----- PASSAGE TO READ

The ITF Junior Circuit is the premier level for worldwide competition among under-18 junior tennis players. Founded in 1977 with only nine tournaments, the 2011 ITF Junior Circuit offered over 350 tournaments in 118 countries. Mirroring the ATP and WTA circuits, the ITF Junior Circuit ranks players and crowns a year end world champion.

History
The ITF Junior Circuit is organized by the International Tennis Federation. Since its creation it has been the beginning of many successful careers. Some Junior World Champions that have gone on to achieve great success on the pro tour include Ivan Lendl, Pat Cash, Gabriela Sabatini, Martina Hingis, Marcelo Ríos, Andy Roddick, Amélie Mauresmo, Roger Federer, and many more. From 1982 through 2003, the ITF Junior Circuit recognized Year End Champions in singles and doubles. Beginning in 2004, the rankings were combined and a single champion in both boys' and girls' competition was recognized.

Tournament grades
Just like the ATP and WTA, junior tournaments are divided into different levels. The highest level tournaments are the junior grand slams and the Youth Olympics, followed by the ITF Junior Masters, an event that resembles the year-end finals. The five Grade A tournaments are the junior equivalent of the ATP Masters 1000 and WTA Premier Mandatory events in terms of points awarded relative to the grand slams. In calendar order, these are the Copa Gerdau, the Trofeo Bonfiglio, the Osaka Mayor's Cup, the Abierto Juvenil Mexicano, and the Orange Bowl. All remaining tournaments are assigned Grades 1 through 5. Tournaments labeled B1 through B3 refer to regional tournaments.

----------
----- STORED RECORDS

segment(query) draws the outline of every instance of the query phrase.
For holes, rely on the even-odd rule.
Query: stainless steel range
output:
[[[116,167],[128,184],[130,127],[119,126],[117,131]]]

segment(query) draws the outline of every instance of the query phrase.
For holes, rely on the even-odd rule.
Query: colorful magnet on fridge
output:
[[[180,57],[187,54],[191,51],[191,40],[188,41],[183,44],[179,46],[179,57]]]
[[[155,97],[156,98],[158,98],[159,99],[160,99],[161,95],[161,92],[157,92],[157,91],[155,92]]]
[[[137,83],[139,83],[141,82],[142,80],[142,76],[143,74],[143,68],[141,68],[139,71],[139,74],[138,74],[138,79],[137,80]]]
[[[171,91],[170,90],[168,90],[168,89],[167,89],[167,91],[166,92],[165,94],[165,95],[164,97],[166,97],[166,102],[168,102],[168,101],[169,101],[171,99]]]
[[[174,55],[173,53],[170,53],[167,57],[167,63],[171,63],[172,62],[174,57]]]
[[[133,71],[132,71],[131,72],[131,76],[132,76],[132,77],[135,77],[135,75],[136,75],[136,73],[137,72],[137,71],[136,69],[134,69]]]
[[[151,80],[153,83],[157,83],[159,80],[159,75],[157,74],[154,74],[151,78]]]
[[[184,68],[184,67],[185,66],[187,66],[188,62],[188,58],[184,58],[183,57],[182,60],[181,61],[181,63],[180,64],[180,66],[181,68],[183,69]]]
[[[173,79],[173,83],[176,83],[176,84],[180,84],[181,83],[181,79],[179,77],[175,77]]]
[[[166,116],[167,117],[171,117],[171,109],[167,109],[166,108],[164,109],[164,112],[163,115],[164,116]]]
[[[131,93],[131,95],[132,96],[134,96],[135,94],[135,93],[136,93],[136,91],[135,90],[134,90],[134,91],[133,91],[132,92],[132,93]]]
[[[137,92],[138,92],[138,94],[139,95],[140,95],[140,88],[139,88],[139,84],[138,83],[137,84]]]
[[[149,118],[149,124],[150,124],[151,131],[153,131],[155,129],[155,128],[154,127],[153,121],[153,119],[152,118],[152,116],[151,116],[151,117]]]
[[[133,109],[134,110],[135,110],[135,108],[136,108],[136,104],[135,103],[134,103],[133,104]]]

----------

▶ DIRECTIONS
A. According to the ITF Junior Circuit text, how many tournaments did the circuit have when it was founded in 1977?
B. Carry on the ITF Junior Circuit text from its last sentence.

▶ RESULTS
A. Nine tournaments.

B.
The ITF mostly recently changed the points system in 2018. The new system is designed to give the higher-level Grade A and Grade 1 tournaments more weight, and to reward players who progress deeper into tournaments regardless of the level. It also elevated the junior grand slams, the Youth Olympics, and the ITF Junior Masters above the Grade A level, which was previously the highest tier. Lastly, Grade B tournaments now award the same points as their non-regional counterparts with the same grade number instead of a slightly higher amount like they did before.

The ITF rankings system combines both singles and doubles results. However, doubles results are underweighted by a factor of one-fourth. Additionally, only the best six results in singles and the best six results in doubles count towards a player's ranking. The point distribution for each level of tournament is as follows:

Note: The ITF Junior Masters awards 320, 250 for 3rd–4th place, and 200, 185, 165, 150 for 5th–8th place.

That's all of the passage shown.